- SHORT PROBLEM:
Show every line in the entries below that contains the string "wall", treating uppercase and lowercase as different.

- EXERCISE MATERIAL:
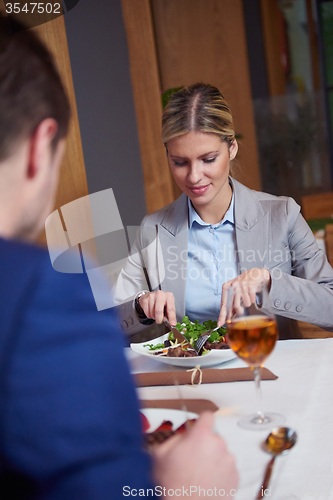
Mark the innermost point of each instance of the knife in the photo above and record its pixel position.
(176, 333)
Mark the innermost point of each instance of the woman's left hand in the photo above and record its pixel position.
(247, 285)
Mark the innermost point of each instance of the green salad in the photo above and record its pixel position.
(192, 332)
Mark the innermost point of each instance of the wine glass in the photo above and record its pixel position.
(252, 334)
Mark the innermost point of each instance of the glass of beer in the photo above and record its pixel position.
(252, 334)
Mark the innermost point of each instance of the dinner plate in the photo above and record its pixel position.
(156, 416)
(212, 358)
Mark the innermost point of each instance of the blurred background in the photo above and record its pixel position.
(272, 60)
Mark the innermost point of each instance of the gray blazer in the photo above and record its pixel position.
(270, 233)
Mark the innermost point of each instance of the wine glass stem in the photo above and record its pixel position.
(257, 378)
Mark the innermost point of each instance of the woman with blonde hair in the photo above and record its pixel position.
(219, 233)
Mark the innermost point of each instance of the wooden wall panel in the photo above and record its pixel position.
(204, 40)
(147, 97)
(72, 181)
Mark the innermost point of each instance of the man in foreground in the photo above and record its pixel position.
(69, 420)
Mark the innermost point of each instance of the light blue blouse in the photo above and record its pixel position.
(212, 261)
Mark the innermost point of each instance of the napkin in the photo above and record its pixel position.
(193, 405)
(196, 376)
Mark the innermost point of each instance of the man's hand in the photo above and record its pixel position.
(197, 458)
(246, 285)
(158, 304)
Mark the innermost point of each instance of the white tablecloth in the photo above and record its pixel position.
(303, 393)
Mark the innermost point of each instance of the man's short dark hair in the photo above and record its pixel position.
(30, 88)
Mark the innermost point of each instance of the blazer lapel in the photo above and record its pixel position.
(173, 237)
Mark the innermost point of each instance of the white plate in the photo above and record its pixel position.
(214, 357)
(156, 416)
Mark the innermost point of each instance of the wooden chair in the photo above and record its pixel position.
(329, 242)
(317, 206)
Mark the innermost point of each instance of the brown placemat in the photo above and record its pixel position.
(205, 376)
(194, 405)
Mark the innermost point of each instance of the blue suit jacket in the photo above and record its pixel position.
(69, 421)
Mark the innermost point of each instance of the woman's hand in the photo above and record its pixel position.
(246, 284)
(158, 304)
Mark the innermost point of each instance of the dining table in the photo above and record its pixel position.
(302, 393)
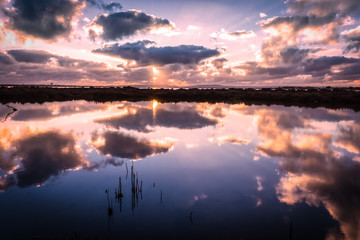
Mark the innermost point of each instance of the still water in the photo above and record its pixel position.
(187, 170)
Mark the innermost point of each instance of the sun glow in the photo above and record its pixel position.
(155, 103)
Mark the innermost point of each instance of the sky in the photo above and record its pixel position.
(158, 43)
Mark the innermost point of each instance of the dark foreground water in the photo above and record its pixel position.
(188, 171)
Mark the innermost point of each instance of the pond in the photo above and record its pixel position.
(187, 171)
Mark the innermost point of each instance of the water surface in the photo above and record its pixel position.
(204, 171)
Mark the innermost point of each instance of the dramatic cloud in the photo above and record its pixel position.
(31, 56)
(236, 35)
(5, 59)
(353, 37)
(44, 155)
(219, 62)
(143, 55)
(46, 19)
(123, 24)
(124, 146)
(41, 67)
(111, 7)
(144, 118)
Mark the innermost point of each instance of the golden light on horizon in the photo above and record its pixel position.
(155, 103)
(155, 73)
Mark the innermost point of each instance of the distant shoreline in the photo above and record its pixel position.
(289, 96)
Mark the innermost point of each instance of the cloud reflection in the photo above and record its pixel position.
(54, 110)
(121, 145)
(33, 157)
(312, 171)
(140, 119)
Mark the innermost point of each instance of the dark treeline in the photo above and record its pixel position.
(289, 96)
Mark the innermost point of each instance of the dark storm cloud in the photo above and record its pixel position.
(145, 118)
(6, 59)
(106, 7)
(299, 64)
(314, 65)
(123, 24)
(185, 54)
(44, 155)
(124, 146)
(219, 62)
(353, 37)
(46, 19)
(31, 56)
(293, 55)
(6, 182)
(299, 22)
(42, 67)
==
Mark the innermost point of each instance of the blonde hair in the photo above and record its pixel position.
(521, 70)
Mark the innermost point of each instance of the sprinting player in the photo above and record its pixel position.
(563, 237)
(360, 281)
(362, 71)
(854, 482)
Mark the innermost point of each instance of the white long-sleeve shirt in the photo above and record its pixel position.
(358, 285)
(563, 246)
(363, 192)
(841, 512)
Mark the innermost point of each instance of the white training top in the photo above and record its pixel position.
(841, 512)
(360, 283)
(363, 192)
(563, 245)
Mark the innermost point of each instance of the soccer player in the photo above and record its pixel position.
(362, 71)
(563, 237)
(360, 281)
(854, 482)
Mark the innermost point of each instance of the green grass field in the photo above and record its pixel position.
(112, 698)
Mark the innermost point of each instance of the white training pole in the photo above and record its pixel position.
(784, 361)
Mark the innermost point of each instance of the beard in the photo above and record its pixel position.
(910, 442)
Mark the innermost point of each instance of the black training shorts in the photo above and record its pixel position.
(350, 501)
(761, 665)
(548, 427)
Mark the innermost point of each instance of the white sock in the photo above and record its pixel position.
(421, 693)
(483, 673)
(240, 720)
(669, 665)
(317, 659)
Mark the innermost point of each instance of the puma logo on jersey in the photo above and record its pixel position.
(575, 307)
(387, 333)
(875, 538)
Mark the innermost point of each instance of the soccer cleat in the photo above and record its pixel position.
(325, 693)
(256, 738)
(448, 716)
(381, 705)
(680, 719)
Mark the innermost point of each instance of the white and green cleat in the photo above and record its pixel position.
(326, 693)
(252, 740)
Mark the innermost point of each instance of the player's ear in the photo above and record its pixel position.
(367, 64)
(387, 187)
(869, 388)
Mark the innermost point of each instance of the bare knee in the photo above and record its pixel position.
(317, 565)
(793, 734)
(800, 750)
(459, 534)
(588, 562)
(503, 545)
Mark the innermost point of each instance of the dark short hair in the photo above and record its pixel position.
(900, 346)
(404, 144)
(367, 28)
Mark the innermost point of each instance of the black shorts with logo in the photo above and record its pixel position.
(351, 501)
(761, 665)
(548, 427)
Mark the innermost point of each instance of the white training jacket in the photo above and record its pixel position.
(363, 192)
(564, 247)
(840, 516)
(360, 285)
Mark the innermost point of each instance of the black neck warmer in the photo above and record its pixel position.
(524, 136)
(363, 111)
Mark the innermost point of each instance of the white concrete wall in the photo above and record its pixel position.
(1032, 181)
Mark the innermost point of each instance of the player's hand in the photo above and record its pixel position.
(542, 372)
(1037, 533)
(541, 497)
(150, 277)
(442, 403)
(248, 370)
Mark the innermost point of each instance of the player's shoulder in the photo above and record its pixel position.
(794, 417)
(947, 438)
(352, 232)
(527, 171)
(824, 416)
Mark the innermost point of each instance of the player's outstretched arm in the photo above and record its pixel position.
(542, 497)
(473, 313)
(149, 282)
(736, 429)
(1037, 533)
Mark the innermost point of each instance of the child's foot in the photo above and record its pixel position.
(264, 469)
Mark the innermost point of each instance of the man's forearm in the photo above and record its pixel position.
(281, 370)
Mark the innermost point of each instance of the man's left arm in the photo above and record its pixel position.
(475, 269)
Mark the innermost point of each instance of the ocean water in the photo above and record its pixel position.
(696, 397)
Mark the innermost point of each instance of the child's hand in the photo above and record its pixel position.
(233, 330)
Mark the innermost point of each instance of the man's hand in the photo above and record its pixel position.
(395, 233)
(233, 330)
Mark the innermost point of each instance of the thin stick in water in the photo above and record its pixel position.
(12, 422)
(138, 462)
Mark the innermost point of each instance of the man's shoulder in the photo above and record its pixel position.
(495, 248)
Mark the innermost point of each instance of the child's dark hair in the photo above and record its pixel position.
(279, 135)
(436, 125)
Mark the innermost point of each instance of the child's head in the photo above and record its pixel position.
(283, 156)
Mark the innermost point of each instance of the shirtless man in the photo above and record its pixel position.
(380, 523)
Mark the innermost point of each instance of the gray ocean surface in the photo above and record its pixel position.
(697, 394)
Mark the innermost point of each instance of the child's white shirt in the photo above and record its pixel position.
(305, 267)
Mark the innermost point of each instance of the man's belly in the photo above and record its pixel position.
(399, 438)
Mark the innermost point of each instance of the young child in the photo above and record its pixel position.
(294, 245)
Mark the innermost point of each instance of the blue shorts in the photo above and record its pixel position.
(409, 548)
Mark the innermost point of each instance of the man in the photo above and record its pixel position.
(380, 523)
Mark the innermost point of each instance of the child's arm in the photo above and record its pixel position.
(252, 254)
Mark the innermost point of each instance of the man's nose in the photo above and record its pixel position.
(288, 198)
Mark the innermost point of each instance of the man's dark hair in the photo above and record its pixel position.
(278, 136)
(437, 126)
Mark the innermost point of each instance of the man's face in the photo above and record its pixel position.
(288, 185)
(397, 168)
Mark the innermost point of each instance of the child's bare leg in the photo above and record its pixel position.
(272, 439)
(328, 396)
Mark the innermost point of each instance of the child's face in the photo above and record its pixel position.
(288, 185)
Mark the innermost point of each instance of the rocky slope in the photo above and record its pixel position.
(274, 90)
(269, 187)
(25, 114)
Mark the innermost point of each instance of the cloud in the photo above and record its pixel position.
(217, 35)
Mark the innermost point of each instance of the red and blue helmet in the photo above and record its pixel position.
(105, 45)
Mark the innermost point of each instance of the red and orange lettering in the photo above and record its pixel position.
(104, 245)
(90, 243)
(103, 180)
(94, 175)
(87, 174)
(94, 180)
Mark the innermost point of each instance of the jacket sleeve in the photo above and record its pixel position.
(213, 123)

- COMPLETED EXERCISE:
Mark the innermost point of each instance of the wooden wall panel in the photo above and record its pixel position.
Mark the innermost point of each instance of the white concrete wall in the photo above and record its pixel position.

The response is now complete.